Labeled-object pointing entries

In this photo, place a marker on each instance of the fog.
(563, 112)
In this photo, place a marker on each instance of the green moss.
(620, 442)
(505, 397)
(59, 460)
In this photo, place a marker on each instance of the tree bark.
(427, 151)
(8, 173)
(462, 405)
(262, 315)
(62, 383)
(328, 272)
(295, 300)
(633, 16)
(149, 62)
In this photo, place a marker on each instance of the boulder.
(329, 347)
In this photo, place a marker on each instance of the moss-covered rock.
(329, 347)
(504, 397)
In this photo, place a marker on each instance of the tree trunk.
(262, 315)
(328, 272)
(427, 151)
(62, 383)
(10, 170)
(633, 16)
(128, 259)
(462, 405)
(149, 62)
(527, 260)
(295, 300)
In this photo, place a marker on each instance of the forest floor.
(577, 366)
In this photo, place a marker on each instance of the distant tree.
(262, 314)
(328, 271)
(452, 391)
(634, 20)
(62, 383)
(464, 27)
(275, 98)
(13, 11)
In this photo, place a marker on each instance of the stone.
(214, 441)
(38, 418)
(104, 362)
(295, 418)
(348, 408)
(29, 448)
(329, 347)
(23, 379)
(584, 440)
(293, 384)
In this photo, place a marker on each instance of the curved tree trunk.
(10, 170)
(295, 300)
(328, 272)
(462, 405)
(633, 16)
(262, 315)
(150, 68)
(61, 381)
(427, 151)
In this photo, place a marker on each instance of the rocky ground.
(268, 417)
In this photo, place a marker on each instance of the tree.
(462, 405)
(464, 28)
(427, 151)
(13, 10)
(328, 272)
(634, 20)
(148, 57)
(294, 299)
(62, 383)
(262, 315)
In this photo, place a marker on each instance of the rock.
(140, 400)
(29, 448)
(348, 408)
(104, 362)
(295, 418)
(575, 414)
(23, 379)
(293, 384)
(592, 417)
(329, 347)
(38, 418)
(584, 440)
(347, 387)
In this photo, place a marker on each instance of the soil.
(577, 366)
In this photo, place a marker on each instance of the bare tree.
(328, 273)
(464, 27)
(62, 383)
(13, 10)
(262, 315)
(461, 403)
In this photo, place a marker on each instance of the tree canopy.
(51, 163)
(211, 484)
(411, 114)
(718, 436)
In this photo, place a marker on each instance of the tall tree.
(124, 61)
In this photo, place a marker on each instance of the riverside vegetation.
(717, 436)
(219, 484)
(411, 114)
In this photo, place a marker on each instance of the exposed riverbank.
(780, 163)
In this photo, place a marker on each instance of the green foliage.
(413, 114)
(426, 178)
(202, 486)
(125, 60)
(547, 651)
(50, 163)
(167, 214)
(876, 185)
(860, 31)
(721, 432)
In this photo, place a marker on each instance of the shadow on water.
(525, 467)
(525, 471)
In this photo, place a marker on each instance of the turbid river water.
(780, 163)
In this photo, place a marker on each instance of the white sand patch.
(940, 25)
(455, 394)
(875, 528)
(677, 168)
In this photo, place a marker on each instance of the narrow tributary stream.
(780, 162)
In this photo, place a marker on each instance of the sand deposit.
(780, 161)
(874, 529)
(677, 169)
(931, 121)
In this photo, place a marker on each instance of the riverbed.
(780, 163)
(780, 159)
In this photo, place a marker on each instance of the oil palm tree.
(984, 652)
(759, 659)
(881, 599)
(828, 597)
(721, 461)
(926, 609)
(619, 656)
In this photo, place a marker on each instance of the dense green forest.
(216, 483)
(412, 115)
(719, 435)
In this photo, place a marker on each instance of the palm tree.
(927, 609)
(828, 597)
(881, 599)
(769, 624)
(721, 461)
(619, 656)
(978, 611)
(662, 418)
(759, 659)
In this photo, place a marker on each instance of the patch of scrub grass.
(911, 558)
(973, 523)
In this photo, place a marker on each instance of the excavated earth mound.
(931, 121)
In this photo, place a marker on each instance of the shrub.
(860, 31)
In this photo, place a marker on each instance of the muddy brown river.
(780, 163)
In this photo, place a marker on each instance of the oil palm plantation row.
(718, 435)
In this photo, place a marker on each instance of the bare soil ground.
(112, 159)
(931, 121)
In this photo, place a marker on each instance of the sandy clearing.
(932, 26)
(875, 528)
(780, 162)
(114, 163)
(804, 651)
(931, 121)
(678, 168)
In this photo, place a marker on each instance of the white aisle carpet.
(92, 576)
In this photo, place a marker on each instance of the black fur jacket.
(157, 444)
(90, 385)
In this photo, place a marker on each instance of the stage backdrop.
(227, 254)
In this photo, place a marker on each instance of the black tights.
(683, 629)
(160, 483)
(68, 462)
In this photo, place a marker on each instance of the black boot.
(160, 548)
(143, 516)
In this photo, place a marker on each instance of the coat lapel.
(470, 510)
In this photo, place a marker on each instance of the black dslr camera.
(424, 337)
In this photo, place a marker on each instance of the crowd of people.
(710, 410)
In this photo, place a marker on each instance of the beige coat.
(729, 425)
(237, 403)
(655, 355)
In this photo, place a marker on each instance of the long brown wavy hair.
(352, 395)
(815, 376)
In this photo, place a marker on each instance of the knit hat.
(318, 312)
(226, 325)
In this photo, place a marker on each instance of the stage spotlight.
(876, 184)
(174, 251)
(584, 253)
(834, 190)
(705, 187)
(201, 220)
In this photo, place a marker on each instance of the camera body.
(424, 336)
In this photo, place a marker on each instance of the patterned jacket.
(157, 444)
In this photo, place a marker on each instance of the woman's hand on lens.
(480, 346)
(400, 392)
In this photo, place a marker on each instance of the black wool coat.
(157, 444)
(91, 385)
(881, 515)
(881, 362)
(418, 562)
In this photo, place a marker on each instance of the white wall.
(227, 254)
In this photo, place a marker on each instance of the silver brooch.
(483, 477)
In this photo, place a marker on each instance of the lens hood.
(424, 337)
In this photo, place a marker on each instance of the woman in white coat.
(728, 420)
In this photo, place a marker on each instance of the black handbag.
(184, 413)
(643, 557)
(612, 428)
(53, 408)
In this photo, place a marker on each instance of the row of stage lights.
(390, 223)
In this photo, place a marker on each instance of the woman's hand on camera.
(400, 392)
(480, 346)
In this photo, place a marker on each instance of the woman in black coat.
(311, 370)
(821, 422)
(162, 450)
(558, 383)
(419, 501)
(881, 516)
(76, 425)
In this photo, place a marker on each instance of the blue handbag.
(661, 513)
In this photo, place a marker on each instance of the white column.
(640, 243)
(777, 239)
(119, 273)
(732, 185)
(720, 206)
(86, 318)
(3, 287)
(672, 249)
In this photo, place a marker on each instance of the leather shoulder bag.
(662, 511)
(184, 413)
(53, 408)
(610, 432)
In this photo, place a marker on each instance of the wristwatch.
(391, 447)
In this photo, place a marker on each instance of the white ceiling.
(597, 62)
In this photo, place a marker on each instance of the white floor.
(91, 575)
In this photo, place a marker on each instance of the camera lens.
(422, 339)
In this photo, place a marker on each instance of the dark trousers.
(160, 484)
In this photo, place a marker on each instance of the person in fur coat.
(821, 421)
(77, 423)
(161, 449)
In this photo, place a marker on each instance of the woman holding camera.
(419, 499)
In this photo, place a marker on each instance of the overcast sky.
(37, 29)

**CHALLENGE:** Quote every record above exactly.

**WRITTEN ANSWER:**
In this photo, place a marker on each instance of the fog.
(563, 112)
In this photo, place a marker on each instance of the green moss.
(620, 442)
(505, 397)
(59, 460)
In this photo, place a marker on each instance of the tree bark.
(427, 151)
(8, 173)
(462, 405)
(262, 315)
(62, 383)
(328, 272)
(295, 300)
(633, 16)
(149, 62)
In this photo, place a marker on each instance of the boulder.
(329, 347)
In this photo, place a marker on each instance of the moss-covered rock.
(329, 347)
(504, 397)
In this photo, place a marker on each instance of the tree trunk.
(262, 315)
(328, 272)
(427, 151)
(62, 383)
(10, 170)
(633, 16)
(128, 259)
(462, 405)
(149, 62)
(527, 260)
(295, 300)
In this photo, place a marker on each instance of the forest floor.
(577, 366)
In this photo, place a marker on each instance of the distant tree.
(262, 314)
(328, 271)
(452, 391)
(634, 20)
(62, 383)
(464, 27)
(275, 98)
(13, 11)
In this photo, place a marker on each instance of the stone.
(214, 441)
(38, 418)
(104, 362)
(295, 418)
(348, 408)
(29, 448)
(329, 347)
(23, 379)
(584, 440)
(293, 384)
In this photo, place a marker on each instance of the curved tree trunk.
(10, 170)
(295, 300)
(328, 272)
(462, 405)
(633, 16)
(262, 315)
(150, 68)
(61, 381)
(427, 151)
In this photo, place a marker on each instance of the rocky ground.
(268, 417)
In this photo, place a marker on each instance of the tree.
(462, 405)
(464, 28)
(427, 151)
(13, 10)
(328, 272)
(634, 20)
(148, 57)
(294, 299)
(62, 383)
(262, 315)
In this photo, place a marker on each instance of the rock.
(140, 400)
(29, 448)
(348, 408)
(104, 362)
(295, 418)
(575, 414)
(23, 379)
(293, 384)
(592, 417)
(329, 347)
(38, 418)
(584, 440)
(347, 387)
In this photo, place a marker on each instance of the soil.
(577, 366)
In this photo, place a marker on each instance of the bare tree.
(328, 273)
(464, 27)
(62, 383)
(13, 10)
(262, 315)
(461, 403)
In this photo, place a marker on each instance of the tree canopy.
(51, 163)
(211, 484)
(411, 114)
(718, 436)
In this photo, place a marker on each instance of the tall tree.
(124, 61)
In this photo, place a marker on each instance of the riverside vegetation.
(717, 436)
(219, 484)
(411, 114)
In this photo, place a marker on each instance of the exposed riverbank.
(780, 163)
In this photo, place a marker on each instance of the green foliage.
(413, 114)
(426, 178)
(202, 486)
(125, 60)
(547, 651)
(50, 163)
(167, 214)
(876, 185)
(860, 31)
(721, 432)
In this photo, place a marker on each instance of the shadow on water.
(525, 467)
(525, 471)
In this photo, place a marker on each instance of the turbid river water.
(780, 163)
In this photo, place a marker on each instance of the white sand patch.
(940, 25)
(455, 394)
(875, 528)
(677, 168)
In this photo, place a marker on each instance of the narrow tributary stream.
(780, 162)
In this photo, place a marker on each instance of the sand deposit.
(780, 161)
(874, 529)
(677, 169)
(931, 121)
In this photo, place a marker on each instance of the riverbed.
(780, 163)
(780, 159)
In this photo, place a marker on each instance of the oil palm tree.
(984, 652)
(759, 659)
(881, 599)
(828, 597)
(721, 461)
(926, 609)
(619, 656)
In this photo, place a marker on each instance of the dense green forest.
(216, 483)
(412, 115)
(719, 435)
In this photo, place a marker on each instance of the palm tree.
(927, 609)
(828, 597)
(881, 599)
(769, 624)
(721, 461)
(619, 656)
(978, 611)
(662, 418)
(759, 659)
In this photo, place a marker on each instance of the patch of scrub grass.
(911, 558)
(973, 523)
In this photo, place a marker on each instance of the excavated earth mound.
(931, 121)
In this photo, place a marker on each instance of the shrub.
(860, 31)
In this photo, place a marker on each instance of the muddy brown river.
(780, 163)
In this photo, place a marker on each instance of the oil palm plantation row.
(718, 435)
In this photo, place a marker on each instance of the bare soil ground.
(112, 159)
(931, 121)
In this photo, place a marker on each instance of the sandy clearing.
(932, 26)
(875, 528)
(780, 162)
(114, 163)
(804, 651)
(931, 121)
(678, 168)
In this photo, place a marker on each instance of the white aisle carpet.
(92, 576)
In this photo, place a marker on each instance of the black fur jacket.
(157, 444)
(90, 385)
In this photo, place a marker on each instance of the stage backdrop.
(227, 254)
In this photo, place a marker on each instance of the black tights.
(683, 629)
(160, 483)
(68, 462)
In this photo, place a marker on each instance of the black boot.
(160, 548)
(143, 516)
In this photo, place a marker on each instance of the coat lapel.
(470, 510)
In this photo, place a marker on each instance of the black dslr camera.
(424, 337)
In this photo, place a marker on each instance of the crowd of people.
(710, 410)
In this photo, place a marker on each instance of the beige coat.
(729, 425)
(237, 403)
(655, 355)
In this photo, place a marker on each instance of the long brown wavy hair.
(352, 395)
(815, 376)
In this photo, place a marker on each instance of the knit hat.
(318, 312)
(226, 325)
In this photo, place a marker on each instance of the stage spotlight.
(876, 184)
(174, 251)
(584, 253)
(834, 190)
(705, 187)
(201, 220)
In this photo, place a marker on each instance of the camera body.
(424, 336)
In this photo, place a marker on each instance of the patterned jacket.
(157, 444)
In this photo, place a marker on each instance of the woman's hand on lens.
(480, 346)
(400, 392)
In this photo, place a marker on each instance of the black wool coat.
(157, 444)
(91, 385)
(881, 515)
(881, 362)
(418, 562)
In this photo, place a marker on each instance of the white wall.
(227, 254)
In this photo, place a marker on each instance of the silver brooch.
(483, 477)
In this photo, place a marker on each instance of the lens hood.
(424, 337)
In this photo, place a marker on each instance of the woman in white coat.
(728, 420)
In this photo, place a marker on each instance of the black handbag.
(184, 413)
(643, 557)
(612, 428)
(53, 408)
In this photo, place a marker on each instance of the row of stage lights.
(390, 223)
In this photo, place a marker on each instance of the woman's hand on camera.
(400, 392)
(480, 346)
In this photo, place a marker on each instance of the woman in black coat.
(311, 370)
(821, 422)
(162, 450)
(558, 383)
(419, 501)
(881, 516)
(76, 425)
In this photo, place a marker on each instance of the blue handbag.
(661, 513)
In this photo, place a marker on each instance of the white column.
(640, 243)
(777, 239)
(119, 273)
(732, 185)
(720, 206)
(86, 318)
(3, 287)
(672, 249)
In this photo, place a marker on each instance of the leather shoulder bag.
(662, 511)
(184, 413)
(53, 408)
(610, 432)
In this photo, place a marker on each instance of the wristwatch.
(391, 447)
In this photo, place a marker on each instance of the white ceiling.
(597, 62)
In this photo, place a marker on each instance of the white floor.
(91, 575)
In this photo, place a marker on each instance of the camera lens.
(422, 339)
In this photo, place a marker on each instance of the dark trousers.
(160, 484)
In this photo, place a marker on each instance of the person in fur coat.
(821, 421)
(77, 423)
(161, 449)
In this photo, place a marker on each instance of the woman holding camera.
(419, 499)
In this photo, place a marker on each instance of the overcast sky.
(37, 29)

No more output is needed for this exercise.